#### DATA IN THIS EXERCISE:
----------------
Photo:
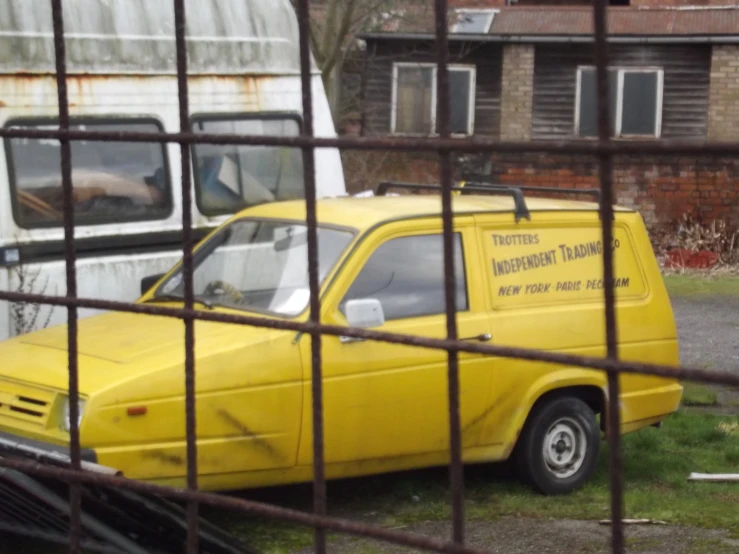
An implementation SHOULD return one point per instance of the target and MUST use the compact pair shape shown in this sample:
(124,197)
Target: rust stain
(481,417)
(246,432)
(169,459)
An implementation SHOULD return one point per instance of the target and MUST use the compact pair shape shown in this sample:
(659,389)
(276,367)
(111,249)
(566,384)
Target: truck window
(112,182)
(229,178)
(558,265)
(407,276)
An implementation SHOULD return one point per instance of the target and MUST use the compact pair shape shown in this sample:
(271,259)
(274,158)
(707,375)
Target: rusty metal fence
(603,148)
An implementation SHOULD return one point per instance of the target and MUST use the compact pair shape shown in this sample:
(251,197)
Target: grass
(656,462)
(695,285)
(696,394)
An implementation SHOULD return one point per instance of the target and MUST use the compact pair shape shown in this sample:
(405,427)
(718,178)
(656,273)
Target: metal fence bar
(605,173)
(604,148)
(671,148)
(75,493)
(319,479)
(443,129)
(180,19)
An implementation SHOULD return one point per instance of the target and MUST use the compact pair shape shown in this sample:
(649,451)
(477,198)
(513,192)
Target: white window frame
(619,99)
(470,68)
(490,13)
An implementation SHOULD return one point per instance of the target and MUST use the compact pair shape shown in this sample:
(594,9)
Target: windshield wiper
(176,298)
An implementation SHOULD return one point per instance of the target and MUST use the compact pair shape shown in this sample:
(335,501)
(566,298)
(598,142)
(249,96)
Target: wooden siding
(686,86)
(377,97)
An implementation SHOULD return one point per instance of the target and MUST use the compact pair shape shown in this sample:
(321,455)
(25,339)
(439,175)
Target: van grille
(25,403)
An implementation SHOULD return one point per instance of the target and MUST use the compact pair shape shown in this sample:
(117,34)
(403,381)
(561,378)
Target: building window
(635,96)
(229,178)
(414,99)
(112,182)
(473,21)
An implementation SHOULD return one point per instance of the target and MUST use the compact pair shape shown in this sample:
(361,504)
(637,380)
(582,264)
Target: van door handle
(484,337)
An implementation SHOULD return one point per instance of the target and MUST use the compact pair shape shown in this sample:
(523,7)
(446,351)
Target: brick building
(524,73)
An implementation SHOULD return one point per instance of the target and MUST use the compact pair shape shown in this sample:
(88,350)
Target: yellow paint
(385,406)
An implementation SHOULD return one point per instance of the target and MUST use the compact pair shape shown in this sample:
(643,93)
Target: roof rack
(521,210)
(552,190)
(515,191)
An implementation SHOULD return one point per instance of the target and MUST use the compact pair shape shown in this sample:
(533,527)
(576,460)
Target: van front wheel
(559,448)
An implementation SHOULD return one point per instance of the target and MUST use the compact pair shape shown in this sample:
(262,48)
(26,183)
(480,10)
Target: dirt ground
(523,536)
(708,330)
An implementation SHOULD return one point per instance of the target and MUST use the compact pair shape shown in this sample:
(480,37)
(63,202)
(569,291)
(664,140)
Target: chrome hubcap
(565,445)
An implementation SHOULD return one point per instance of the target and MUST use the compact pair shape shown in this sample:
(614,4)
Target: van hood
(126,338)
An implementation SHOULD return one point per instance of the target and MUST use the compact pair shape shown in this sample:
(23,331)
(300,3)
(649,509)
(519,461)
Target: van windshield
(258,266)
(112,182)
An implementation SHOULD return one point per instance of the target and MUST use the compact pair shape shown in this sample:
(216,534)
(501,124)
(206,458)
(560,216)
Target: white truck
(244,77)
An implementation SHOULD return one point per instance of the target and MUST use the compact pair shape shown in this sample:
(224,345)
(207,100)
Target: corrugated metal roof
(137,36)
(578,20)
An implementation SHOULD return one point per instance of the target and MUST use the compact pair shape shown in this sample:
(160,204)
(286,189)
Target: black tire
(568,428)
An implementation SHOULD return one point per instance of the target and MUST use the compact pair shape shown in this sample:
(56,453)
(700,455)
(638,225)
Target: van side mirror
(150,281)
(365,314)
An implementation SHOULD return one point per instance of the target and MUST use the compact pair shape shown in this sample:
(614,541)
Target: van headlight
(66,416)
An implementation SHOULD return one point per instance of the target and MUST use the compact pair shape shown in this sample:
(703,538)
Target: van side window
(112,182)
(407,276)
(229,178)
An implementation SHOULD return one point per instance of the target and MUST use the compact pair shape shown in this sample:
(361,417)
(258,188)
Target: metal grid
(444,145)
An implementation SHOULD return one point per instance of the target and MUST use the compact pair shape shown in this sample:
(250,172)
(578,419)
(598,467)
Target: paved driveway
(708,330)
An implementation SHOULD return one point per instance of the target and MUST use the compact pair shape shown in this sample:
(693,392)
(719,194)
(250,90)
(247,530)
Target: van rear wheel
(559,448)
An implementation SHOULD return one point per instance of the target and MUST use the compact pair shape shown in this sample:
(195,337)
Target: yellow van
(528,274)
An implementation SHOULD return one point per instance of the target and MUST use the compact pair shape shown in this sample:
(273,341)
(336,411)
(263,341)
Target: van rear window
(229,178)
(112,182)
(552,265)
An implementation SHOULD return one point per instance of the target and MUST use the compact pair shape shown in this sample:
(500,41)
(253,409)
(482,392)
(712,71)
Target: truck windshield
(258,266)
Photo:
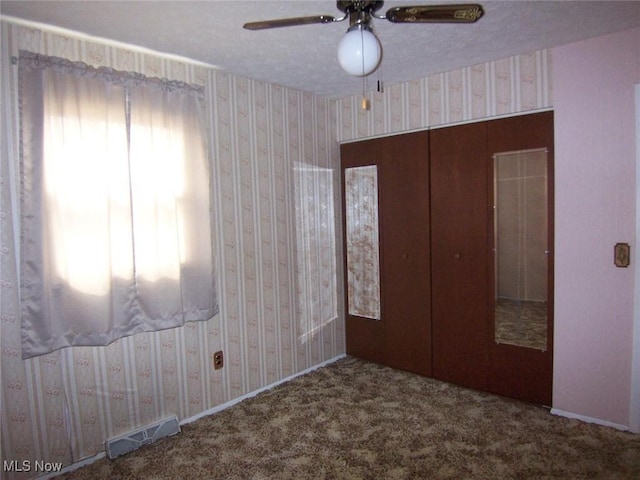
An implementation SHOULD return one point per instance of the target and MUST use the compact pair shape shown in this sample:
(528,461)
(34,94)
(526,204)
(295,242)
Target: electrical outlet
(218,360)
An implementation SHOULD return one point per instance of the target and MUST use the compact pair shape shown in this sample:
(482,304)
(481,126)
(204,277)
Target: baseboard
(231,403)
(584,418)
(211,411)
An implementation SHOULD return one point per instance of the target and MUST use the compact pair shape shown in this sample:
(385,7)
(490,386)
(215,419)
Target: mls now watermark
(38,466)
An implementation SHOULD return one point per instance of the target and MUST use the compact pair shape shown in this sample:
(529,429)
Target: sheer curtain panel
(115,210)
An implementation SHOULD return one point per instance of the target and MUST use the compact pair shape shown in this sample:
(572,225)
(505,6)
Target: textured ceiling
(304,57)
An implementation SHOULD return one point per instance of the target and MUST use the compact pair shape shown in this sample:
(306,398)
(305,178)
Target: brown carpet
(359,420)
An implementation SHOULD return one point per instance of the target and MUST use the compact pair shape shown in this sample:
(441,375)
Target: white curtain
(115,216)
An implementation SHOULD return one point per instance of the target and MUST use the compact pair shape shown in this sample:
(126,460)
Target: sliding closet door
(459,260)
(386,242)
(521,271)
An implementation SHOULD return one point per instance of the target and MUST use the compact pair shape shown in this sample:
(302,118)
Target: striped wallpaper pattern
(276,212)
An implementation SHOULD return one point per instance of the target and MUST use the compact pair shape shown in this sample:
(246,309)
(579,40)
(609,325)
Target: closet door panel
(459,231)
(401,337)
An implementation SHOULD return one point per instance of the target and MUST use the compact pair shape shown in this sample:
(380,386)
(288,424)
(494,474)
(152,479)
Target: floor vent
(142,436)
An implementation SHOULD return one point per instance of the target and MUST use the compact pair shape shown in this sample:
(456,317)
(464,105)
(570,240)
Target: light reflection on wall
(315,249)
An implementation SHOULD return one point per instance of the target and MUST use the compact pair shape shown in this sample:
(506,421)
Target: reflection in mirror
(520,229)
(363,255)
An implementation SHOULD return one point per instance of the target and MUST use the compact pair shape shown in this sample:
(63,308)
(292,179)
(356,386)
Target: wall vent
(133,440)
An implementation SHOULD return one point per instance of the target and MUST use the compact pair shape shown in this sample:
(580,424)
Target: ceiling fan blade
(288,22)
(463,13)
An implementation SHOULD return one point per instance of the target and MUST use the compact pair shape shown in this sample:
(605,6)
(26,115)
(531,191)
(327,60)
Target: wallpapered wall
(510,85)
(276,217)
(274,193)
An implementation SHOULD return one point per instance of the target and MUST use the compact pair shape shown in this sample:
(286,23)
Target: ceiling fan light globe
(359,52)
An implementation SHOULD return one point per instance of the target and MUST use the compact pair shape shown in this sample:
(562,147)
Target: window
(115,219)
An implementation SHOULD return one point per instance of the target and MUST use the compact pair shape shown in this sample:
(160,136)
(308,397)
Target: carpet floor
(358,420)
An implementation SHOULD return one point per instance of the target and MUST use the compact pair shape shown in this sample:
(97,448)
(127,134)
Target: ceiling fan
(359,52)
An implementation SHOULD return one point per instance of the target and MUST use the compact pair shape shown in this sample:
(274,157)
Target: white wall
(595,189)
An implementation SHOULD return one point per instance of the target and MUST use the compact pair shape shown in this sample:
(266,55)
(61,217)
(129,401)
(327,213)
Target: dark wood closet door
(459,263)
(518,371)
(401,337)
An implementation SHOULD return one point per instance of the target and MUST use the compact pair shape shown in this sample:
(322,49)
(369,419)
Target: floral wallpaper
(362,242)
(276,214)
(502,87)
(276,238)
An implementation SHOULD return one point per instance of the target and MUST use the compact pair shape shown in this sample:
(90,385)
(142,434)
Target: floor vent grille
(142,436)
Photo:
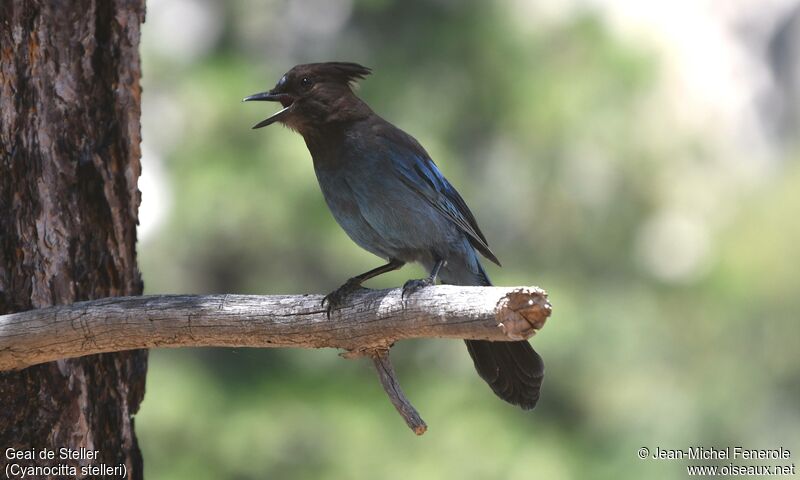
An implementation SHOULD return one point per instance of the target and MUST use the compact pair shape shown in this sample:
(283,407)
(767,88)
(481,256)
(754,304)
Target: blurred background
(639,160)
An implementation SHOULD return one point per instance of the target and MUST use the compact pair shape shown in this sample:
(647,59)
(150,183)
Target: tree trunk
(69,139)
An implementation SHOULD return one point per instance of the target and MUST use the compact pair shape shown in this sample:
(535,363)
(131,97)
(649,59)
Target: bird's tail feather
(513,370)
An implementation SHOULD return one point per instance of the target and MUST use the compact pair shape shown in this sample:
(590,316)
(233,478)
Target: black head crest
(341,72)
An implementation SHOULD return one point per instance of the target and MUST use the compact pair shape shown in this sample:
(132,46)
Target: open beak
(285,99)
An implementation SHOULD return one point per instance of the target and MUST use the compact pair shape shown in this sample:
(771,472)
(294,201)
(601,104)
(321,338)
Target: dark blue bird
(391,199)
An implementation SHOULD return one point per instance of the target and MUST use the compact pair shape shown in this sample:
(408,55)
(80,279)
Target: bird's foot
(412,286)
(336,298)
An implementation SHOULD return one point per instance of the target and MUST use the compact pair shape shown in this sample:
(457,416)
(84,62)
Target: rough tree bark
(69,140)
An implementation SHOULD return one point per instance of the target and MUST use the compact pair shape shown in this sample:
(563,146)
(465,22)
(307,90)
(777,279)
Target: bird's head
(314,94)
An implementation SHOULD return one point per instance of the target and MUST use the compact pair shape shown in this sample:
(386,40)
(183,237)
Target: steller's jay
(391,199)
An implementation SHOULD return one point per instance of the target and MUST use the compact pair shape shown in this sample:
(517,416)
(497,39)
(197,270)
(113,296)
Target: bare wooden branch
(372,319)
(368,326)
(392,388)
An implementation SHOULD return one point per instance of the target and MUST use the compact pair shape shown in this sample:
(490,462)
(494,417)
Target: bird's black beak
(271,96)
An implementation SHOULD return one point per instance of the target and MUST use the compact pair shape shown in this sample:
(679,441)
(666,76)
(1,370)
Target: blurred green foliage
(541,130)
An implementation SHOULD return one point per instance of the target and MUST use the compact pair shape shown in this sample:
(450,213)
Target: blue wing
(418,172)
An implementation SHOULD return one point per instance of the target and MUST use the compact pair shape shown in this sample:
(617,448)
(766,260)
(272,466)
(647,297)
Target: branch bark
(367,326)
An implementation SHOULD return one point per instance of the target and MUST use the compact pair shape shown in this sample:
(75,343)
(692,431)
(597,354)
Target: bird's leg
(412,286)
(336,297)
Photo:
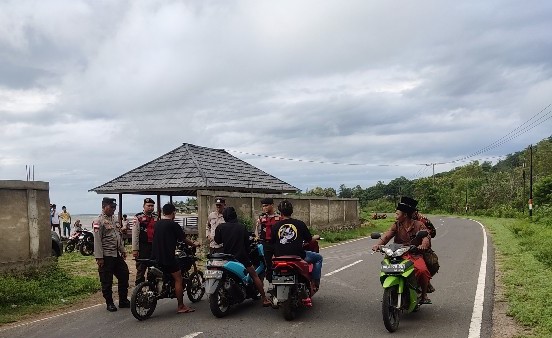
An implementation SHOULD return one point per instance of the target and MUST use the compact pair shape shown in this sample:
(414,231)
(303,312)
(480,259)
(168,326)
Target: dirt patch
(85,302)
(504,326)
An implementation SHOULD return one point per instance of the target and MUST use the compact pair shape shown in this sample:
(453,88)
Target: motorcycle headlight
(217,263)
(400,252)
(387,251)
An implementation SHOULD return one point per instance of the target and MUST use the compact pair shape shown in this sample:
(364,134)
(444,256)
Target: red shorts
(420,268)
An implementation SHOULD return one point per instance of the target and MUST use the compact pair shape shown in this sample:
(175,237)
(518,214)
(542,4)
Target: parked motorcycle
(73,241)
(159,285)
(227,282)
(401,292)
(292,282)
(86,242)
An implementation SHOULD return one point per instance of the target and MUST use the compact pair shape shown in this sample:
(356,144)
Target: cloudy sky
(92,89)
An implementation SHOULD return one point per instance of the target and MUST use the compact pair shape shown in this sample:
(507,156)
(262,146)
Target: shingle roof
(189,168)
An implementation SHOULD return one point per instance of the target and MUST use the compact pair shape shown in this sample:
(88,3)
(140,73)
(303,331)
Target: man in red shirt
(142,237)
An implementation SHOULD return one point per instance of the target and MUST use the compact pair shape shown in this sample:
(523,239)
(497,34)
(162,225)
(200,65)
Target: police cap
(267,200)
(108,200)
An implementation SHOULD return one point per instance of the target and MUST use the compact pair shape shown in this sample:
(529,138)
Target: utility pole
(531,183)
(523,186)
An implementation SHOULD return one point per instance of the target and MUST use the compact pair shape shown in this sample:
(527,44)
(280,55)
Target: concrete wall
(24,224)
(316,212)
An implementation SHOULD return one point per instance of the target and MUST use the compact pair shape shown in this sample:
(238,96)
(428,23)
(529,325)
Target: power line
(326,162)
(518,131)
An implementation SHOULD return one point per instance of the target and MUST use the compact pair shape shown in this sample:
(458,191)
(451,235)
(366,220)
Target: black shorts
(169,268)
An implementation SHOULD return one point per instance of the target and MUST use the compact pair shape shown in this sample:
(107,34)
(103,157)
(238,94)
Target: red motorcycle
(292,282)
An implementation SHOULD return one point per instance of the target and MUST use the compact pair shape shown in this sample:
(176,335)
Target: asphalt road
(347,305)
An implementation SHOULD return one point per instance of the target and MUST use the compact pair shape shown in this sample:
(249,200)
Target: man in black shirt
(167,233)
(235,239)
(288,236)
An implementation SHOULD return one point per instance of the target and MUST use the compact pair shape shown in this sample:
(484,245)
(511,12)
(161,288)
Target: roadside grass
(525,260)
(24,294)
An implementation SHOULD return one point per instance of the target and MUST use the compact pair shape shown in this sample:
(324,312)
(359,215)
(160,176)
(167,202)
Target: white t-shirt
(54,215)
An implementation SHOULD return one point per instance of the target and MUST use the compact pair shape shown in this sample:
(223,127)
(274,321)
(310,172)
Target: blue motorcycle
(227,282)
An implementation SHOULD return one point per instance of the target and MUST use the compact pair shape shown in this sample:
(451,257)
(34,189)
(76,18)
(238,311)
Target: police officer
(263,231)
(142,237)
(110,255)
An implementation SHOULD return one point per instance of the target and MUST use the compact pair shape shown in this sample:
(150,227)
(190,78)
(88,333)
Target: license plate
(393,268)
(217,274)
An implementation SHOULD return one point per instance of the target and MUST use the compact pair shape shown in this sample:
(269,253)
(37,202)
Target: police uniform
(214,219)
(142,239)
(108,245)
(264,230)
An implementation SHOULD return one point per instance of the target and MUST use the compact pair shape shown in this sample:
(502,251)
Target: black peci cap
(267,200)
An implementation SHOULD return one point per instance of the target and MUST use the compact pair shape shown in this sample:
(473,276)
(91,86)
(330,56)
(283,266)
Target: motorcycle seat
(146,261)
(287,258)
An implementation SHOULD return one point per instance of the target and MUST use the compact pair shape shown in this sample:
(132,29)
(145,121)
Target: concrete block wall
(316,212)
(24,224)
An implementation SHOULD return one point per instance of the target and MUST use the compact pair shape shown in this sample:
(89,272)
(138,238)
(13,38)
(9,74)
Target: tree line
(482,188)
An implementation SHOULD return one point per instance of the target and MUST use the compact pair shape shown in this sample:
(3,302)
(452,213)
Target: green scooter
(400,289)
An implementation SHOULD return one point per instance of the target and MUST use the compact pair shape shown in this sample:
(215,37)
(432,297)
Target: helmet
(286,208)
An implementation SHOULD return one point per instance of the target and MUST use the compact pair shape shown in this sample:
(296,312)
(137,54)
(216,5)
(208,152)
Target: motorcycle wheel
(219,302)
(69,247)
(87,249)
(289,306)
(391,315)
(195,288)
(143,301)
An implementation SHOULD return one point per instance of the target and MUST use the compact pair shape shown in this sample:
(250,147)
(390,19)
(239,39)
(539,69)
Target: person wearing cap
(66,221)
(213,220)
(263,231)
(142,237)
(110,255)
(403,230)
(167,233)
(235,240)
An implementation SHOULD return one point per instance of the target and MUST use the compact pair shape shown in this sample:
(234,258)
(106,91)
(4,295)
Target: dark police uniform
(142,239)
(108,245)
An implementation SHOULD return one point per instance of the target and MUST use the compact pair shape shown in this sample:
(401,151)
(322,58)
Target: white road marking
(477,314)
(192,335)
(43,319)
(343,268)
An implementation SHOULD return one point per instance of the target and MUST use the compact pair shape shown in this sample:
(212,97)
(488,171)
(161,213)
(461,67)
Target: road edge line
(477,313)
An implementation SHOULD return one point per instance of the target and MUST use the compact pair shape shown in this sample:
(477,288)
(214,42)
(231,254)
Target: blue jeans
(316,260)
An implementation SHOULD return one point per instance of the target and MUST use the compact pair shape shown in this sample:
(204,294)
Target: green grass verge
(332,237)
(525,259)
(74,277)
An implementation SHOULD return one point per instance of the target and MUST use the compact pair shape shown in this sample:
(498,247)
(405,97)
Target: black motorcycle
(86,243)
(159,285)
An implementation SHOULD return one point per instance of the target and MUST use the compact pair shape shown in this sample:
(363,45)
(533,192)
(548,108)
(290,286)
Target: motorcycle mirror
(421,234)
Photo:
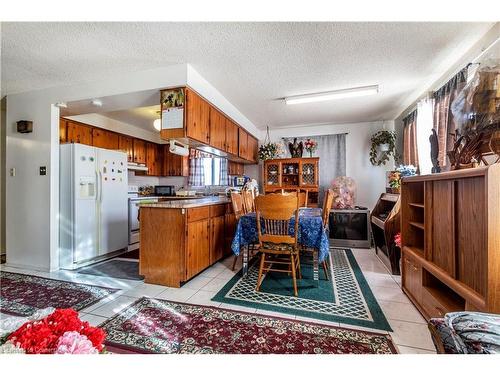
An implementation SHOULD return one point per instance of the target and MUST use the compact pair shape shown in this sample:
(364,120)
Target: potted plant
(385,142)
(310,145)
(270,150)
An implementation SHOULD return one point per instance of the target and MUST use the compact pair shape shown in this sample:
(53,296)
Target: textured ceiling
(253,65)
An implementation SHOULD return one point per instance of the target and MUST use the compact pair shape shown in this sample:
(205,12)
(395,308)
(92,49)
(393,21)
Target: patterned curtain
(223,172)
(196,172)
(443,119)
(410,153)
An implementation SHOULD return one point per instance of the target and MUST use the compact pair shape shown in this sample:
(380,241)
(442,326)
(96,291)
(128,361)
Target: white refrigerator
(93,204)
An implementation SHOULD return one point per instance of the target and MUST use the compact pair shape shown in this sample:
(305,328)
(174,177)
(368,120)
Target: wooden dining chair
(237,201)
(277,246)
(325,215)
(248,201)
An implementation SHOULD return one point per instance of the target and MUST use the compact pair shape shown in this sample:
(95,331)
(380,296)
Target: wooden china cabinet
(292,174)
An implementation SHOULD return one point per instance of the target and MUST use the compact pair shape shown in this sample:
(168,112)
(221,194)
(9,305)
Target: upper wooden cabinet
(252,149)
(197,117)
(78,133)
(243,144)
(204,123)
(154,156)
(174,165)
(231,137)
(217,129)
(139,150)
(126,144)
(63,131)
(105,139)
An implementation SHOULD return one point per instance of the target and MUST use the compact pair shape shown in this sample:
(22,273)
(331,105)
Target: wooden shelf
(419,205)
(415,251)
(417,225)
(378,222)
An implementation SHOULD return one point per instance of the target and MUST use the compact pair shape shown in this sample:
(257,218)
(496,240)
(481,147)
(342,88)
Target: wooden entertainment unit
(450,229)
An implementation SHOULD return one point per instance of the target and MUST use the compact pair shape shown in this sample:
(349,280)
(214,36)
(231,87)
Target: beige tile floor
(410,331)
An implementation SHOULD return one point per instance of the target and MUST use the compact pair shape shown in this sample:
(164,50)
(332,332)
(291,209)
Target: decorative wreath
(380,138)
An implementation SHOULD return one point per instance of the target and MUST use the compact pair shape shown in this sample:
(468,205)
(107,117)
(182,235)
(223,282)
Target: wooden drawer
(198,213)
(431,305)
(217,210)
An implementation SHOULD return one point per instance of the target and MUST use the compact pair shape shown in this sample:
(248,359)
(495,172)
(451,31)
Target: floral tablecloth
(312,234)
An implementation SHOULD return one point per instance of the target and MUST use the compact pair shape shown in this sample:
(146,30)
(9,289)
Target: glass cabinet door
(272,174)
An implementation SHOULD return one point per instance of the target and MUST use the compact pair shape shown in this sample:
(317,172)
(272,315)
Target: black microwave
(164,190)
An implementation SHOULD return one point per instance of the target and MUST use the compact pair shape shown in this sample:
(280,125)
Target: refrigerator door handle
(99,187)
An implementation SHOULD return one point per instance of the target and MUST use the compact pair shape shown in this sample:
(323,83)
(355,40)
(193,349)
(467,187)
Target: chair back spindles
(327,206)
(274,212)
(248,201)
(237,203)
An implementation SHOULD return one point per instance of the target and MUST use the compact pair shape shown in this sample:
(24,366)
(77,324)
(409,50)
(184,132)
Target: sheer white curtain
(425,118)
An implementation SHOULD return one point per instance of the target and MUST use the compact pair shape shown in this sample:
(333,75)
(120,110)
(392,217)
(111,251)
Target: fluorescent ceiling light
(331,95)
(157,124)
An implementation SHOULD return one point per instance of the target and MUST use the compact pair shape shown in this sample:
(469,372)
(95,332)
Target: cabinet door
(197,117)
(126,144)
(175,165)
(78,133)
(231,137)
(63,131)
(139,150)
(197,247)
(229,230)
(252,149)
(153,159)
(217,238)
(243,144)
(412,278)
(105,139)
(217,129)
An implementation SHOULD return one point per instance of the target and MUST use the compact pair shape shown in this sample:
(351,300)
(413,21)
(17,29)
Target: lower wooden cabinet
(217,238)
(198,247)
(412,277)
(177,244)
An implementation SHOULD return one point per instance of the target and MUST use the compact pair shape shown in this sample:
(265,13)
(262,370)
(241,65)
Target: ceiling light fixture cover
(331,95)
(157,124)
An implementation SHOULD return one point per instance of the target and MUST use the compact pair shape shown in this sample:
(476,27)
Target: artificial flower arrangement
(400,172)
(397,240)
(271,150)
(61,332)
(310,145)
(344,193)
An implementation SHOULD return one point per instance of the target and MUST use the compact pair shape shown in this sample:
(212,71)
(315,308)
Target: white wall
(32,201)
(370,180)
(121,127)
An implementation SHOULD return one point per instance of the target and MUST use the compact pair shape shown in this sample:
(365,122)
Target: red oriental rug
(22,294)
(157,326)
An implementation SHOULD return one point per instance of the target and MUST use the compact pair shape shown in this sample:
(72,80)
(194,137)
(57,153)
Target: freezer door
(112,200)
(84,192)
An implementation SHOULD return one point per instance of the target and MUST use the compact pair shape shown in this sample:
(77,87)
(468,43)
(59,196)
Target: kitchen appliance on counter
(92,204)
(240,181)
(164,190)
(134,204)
----------------
#### REQUIRED TASK:
List every line in the items above that contains the string "floor".

#### TASK RESULT:
Target: floor vent
Target: carpet floor
Target: floor vent grille
Target: beige tile floor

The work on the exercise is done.